**Passage provided**
The possible decrease in endothelial proliferation due to mTOR inhibition might have contributed to the recurrent sclerosis formation observed in our experiment, as reduced endothelial cell proliferation presumably impairs endothelial repair of capillaries that normally is required after glomerular damage due to anti-Thy1.1 injection24.
Due to the narrow therapeutic window of sirolimus, and in the murine studies described problems of treatment onset and duration, the implementation of sirolimus into the clinic to treat glomerulosclerosis will be challenging. Sirolimus and other rapamycin analogues (rapalogous) are approved by the Food and Drug administration (FDA) for the treatment of cancers, transplant rejection, lymphangioleiomyomatosis and tuberous sclerosis complex25. Therapeutic effects of sirolimus or rapalogous are often hampered due to recurrence of the disease assumably caused by negative feedback loops. To prevent this, treatments combining sirolimus with drugs targeting the pathways involved in the negative feedback (e.g. Akt pathway), seem more promising25. Also, ATP-competitive mTOR inhibitors are developed that prevent the feedback-mediated Akt activation26. Although the treatment with mTOR inhibitors can have beneficial effects, it is often accompanied with severe side effects such as haematological abnormalities, nephrotoxicity, dermatological diseases, impaired wound healing and metabolic disorders27, which makes long lasting treatment difficult.

**Your objective**
Continue the passage on sirolimus and mTOR inhibition in glomerulosclerosis, starting right after its last sentence.

**Extracted data**
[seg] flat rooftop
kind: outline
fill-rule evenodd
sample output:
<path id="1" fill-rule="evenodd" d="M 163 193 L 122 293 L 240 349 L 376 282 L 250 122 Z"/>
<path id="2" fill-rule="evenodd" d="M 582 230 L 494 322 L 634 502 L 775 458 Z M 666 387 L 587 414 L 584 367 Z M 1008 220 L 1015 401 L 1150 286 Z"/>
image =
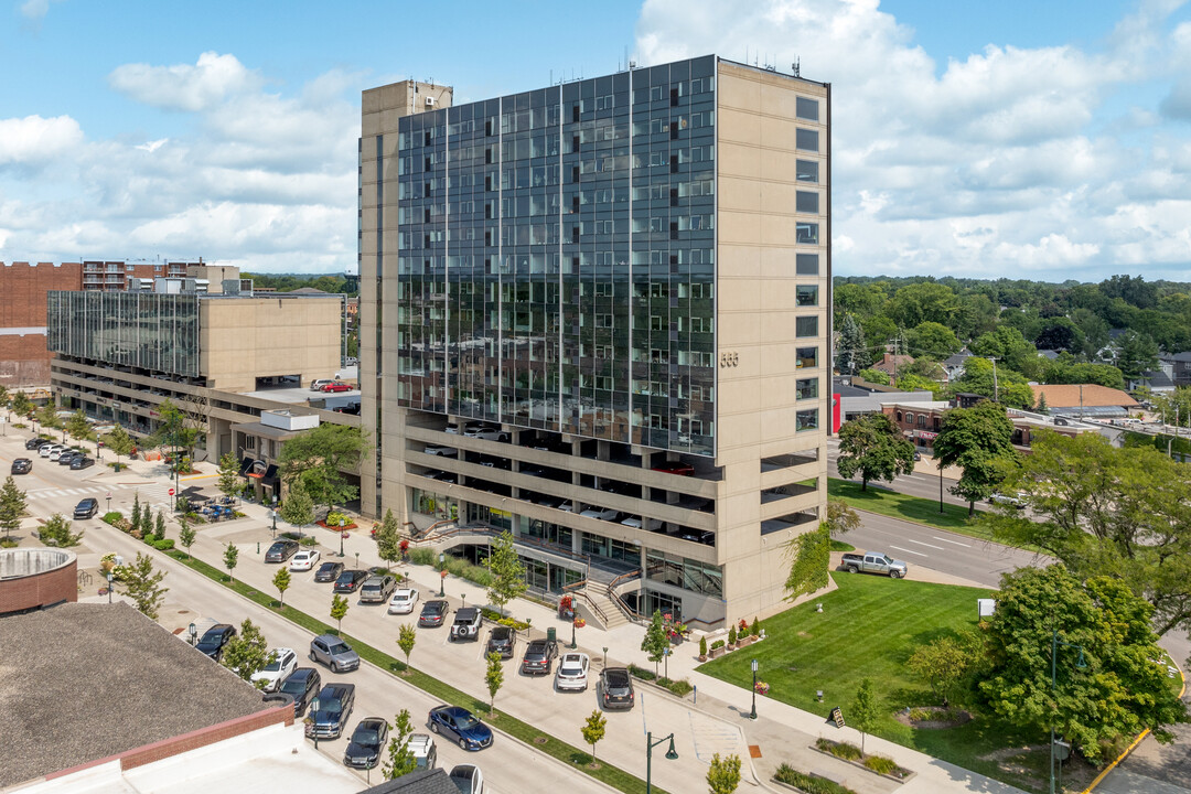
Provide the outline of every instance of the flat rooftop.
<path id="1" fill-rule="evenodd" d="M 268 707 L 126 604 L 5 615 L 0 648 L 0 788 Z"/>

**Answer area**
In conclusion, this study shows that rapamycin can have a direct effect on parietal epithelial cells, which in vivo can lead to a short-lasting reduction of PEC proliferation and sclerotic lesions. Our findings point out that an elevated mTOR expression in parietal epithelial cells might contribute to PEC activation and the formation of glomerulosclerosis. However, literature and this study show that within the glomerulus mTOR signalling is tightly regulated, resulting in a narrow therapeutic window of rapamycin. When not used in optimal concentrations, as well as in the favourable time window for treatment, mTOR inhibition can have no beneficial or even deleterious effects. In addition, systemic administration of the inhibitor may have non-specific effects, decreasing mTOR inhibition in other cells resulting in for instance prevention of normal kidney repair functions. Whether ATP-competitive mTOR inhibitors or combination treatments of sirolimus and drugs targeting pathways involved in negative feedback loops could decrease sclerosis formation permanently evoking tolerating side effects has to be investigated.